On Tue, Feb 23, 2010 at 20:39, Dotan Cohen <dotancohen@gmail.com> wrote:
Question is.... do I trust the Reiser partition to continue working now?
Is reiser still maintained? In the aftermath of the Reiser trial, I switched my non-ext partitions to JFS. The truth is, as a desktop I've noticed no difference. Unless you have a compelling reason to stick with reiser (email server, or other lots of small files with frequent turnover) then you can switch.
Speaking as a Cyrus IMAP admin - the small-file argument is pretty much bogus at this point. With dir index enabled current ext3 is pretty good; that plus directory hashing [a server feature] you have to have a very large load to record a significant different between filesystems.
Thanks. I've heard that today the ext filesystems are fine for email servers, but never from anyone that I'd call reliably experienced enough to know :).
According to wikipedia Reiser is still maintained, so the OP can continue using it if he wishes. I personally would keep the filesystem as it is if this is an isolated incident. But if it happens again, JFS or ext3.

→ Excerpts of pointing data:
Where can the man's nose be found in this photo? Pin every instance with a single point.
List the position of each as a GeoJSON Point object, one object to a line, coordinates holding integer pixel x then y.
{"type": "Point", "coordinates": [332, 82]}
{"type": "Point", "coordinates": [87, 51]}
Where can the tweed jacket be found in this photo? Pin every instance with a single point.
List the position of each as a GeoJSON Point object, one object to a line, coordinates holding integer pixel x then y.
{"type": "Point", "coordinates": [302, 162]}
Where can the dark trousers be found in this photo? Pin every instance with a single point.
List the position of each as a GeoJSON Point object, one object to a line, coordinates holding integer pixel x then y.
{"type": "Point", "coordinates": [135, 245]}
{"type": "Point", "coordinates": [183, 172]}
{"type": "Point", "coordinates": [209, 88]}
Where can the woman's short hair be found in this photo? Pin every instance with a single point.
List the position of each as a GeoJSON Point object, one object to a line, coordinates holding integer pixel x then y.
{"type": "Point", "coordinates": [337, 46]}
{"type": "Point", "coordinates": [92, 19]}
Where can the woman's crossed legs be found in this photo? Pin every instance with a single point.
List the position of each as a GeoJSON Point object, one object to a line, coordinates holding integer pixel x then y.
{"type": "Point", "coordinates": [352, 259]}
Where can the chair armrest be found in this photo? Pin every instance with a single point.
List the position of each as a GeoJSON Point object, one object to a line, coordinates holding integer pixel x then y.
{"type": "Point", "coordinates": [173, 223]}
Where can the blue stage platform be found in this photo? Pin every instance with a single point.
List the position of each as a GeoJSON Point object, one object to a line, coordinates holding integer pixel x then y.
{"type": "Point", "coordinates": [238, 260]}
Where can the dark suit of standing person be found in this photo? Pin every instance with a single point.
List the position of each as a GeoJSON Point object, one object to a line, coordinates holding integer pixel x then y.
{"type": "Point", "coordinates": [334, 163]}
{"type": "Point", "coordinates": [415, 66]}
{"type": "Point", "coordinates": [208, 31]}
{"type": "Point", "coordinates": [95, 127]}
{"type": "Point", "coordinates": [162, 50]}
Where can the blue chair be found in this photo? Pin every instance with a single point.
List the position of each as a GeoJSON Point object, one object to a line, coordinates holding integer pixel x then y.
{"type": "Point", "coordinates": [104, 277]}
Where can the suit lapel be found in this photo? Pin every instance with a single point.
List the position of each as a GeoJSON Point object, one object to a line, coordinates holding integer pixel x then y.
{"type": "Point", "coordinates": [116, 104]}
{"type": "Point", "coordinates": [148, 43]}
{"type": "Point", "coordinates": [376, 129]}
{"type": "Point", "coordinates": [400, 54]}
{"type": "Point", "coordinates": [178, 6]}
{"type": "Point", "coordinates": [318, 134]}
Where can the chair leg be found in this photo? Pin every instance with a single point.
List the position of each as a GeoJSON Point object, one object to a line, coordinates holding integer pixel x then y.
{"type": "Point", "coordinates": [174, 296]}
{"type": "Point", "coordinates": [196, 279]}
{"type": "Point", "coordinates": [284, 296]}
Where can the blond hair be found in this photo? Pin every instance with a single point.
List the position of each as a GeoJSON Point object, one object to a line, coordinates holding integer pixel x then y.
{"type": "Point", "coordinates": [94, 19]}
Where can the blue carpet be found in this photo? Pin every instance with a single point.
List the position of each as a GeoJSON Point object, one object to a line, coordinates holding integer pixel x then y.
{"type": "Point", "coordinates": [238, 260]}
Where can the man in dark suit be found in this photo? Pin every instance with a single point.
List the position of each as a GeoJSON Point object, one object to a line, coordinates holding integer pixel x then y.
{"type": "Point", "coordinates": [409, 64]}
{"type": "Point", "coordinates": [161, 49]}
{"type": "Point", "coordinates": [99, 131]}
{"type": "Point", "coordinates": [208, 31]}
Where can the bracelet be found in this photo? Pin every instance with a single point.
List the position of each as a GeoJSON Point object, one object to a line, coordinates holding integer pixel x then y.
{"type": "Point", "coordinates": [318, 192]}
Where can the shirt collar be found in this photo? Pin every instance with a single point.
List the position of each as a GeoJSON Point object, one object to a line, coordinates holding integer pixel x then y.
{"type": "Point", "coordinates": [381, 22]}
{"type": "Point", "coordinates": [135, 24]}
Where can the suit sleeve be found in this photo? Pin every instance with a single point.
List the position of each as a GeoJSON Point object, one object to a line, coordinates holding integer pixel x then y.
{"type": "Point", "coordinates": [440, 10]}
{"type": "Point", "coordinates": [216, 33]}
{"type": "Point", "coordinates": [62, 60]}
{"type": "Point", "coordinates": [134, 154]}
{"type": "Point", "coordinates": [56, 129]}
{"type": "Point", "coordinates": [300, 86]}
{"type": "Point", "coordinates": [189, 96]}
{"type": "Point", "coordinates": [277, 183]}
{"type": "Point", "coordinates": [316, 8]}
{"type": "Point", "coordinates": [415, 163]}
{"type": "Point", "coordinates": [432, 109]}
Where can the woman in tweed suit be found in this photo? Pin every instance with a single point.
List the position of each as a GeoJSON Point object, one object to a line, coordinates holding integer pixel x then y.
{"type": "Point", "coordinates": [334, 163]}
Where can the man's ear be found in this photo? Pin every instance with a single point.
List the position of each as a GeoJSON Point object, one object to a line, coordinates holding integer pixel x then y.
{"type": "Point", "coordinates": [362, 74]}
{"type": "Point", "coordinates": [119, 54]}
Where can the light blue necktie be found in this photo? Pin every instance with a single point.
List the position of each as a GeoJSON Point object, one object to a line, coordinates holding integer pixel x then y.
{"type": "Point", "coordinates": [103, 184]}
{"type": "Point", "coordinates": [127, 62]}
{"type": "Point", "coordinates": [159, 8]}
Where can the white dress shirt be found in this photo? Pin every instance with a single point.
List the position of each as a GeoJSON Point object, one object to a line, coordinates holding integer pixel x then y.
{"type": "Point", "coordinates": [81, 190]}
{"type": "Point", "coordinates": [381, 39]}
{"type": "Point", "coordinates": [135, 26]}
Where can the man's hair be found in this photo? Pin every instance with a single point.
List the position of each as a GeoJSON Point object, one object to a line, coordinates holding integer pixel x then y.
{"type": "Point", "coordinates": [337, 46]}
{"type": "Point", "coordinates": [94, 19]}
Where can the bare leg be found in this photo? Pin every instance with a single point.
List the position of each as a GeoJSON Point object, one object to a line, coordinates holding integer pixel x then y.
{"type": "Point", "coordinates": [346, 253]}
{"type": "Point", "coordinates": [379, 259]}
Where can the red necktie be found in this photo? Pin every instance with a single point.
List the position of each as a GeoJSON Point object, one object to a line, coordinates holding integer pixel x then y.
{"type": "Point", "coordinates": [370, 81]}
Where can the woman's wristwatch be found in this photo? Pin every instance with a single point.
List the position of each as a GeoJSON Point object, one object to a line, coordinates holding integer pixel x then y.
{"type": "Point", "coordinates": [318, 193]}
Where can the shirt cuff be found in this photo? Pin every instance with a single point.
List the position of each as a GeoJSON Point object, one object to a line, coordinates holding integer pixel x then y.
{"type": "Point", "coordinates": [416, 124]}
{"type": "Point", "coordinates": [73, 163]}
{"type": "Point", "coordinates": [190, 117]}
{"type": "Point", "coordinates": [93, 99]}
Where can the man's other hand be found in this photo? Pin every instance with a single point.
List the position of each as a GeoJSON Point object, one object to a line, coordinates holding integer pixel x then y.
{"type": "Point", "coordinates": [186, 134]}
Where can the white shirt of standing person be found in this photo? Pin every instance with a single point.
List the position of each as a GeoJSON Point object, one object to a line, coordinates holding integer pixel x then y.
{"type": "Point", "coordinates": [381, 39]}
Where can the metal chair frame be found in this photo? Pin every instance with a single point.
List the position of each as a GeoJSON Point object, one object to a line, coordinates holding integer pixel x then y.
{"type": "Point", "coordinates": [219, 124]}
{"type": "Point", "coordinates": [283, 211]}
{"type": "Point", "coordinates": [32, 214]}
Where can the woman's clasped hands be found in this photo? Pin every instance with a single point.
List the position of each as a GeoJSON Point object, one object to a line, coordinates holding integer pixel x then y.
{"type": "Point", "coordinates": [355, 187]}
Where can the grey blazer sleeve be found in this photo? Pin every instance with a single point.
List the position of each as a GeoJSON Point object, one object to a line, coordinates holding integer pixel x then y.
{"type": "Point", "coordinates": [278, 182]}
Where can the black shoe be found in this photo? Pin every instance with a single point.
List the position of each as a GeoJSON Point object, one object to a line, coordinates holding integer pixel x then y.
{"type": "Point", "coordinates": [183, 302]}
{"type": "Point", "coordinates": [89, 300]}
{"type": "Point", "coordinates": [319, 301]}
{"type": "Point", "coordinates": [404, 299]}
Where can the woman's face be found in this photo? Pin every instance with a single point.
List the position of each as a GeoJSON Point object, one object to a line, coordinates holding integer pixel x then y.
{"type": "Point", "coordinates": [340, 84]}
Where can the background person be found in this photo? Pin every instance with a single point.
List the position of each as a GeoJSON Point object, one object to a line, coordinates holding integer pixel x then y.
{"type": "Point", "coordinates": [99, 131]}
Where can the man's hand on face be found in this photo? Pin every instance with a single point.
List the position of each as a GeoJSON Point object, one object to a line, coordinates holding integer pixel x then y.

→ REQUIREMENT 1:
Answer these from the filesystem discussion:
(a) After the Reiser trial, which filesystem did one writer switch the non-ext partitions to?
(b) According to the Cyrus IMAP admin, what must be enabled for current ext3 to be pretty good?
(c) What source is cited for the claim that Reiser is still maintained?
→ REQUIREMENT 2: Swap "JFS" for "XFS" in the filesystem discussion, and write out the part starting at "Is reiser still" and ending at "different between filesystems.".
Draw only on the filesystem discussion, not on the lines.

→ EXERCISE OUTPUT 1:
(a) JFS
(b) dir index
(c) Wikipedia

→ EXERCISE OUTPUT 2:
Is reiser still maintained? In the aftermath of the Reiser trial, I switched my non-ext partitions to XFS. The truth is, as a desktop I've noticed no difference. Unless you have a compelling reason to stick with reiser (email server, or other lots of small files with frequent turnover) then you can switch.
Speaking as a Cyrus IMAP admin - the small-file argument is pretty much bogus at this point. With dir index enabled current ext3 is pretty good; that plus directory hashing [a server feature] you have to have a very large load to record a significant different between filesystems.